EXERCISE AIM =
Answer these questions from the article on advanced molecular detection below.
(a) Which CDC center is the Advanced Molecular Detection program part of?
(b) In what year did Congress authorize and fund the program?
(c) For how many years has the CDC relied heavily on the Laboratory Response Network?

The Hot Zone Meets the Genome: Staying Ahead of the Next Outbreak through Advanced Molecular Detection

By Allen D. Segal, Director, Public Policy and Advocacy, American Society for Microbiology

When diseases and disasters strike, a federal response is critical to mitigating the crisis. When it comes to protecting public health, the Centers for Disease Control and Prevention (CDC) plays an indispensable role in the rapid detection and containment of diseases, outbreaks, biosecurity threats and environmental hazards. For the past 20 years, the CDC has relied heavily on the growing Laboratory Response Network (LRN) for Biological Threats when an infectious disease or high-consequence pathogen emerges. A critical component of CDC’s response to biological threats is the Advanced Molecular Detection (AMD) program. These partnerships between federal agencies and state governments exemplify how federal investments in “basic” or “fundamental” research are translated into practical “real world” applications in public health, and then deployed across the country when a crisis hits.

AMD is part of CDC’s National Center for Emerging and Zoonotic Infectious Diseases (NCEZID). When an infectious disease or food-borne illness outbreak occurs, AMD partners across the LRN, including at state public health labs or at CDC headquarters, are able to genetically sequence the pathogens involved. The technological advances in sequencing, even during the last five years, have greatly enhanced our ability to track down the sources of outbreaks, enabling officials to take action before they become more widespread.

Before the AMD program was authorized and funded by Congress in 2014, it was becoming painfully clear that the technology “gap” between research and medicine, and public health, was widening. The U.S. public health system was not realizing the potential of advances in pathogen genomics.  With middle eastern respiratory syndrome (MERS) and Ebola raging in areas around the world, and avian flu striking the U.S., CDC needed more rapid and accurate means to prevent and address these serious outbreaks.

DATA LISTING =
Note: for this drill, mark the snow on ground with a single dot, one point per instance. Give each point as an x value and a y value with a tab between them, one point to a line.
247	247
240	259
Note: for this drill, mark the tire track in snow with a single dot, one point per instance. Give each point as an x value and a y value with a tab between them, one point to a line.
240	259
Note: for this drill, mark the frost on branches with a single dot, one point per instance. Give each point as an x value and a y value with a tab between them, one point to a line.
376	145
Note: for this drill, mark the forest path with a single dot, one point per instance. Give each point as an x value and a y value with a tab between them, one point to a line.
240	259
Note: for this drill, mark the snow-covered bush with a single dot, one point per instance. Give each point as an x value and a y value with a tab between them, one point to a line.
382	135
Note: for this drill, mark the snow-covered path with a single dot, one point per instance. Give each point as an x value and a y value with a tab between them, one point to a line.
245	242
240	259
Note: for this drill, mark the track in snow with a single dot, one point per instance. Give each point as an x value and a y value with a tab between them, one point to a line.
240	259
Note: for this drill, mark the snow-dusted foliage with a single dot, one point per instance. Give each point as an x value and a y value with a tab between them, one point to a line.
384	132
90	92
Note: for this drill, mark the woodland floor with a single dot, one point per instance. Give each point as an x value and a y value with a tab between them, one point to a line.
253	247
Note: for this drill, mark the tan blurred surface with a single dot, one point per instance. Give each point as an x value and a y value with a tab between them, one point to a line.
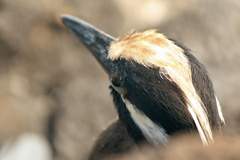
45	70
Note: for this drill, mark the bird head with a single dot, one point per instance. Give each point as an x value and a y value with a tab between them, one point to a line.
163	87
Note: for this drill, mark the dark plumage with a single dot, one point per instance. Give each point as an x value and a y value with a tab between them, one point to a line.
159	89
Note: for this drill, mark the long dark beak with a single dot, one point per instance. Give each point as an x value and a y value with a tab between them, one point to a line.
95	40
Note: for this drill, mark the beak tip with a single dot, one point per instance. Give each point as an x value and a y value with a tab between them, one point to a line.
67	20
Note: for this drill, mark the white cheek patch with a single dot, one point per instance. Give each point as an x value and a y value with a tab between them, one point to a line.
151	131
220	113
152	49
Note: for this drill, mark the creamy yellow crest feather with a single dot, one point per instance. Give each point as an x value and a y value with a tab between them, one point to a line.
153	49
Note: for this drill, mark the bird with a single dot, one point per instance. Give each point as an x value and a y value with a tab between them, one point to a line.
159	89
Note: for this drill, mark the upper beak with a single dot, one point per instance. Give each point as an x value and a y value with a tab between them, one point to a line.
95	40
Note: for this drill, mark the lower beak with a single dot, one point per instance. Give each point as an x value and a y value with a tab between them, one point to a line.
94	39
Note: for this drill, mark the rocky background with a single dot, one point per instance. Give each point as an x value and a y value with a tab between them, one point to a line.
52	87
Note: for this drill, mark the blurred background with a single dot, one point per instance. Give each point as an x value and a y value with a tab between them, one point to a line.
55	96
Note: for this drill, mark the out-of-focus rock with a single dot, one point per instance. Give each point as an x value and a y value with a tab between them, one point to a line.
189	148
47	75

COMPLETED TASK =
(a) The National Center for Emerging and Zoonotic Infectious Diseases (NCEZID)
(b) 2014
(c) 20 years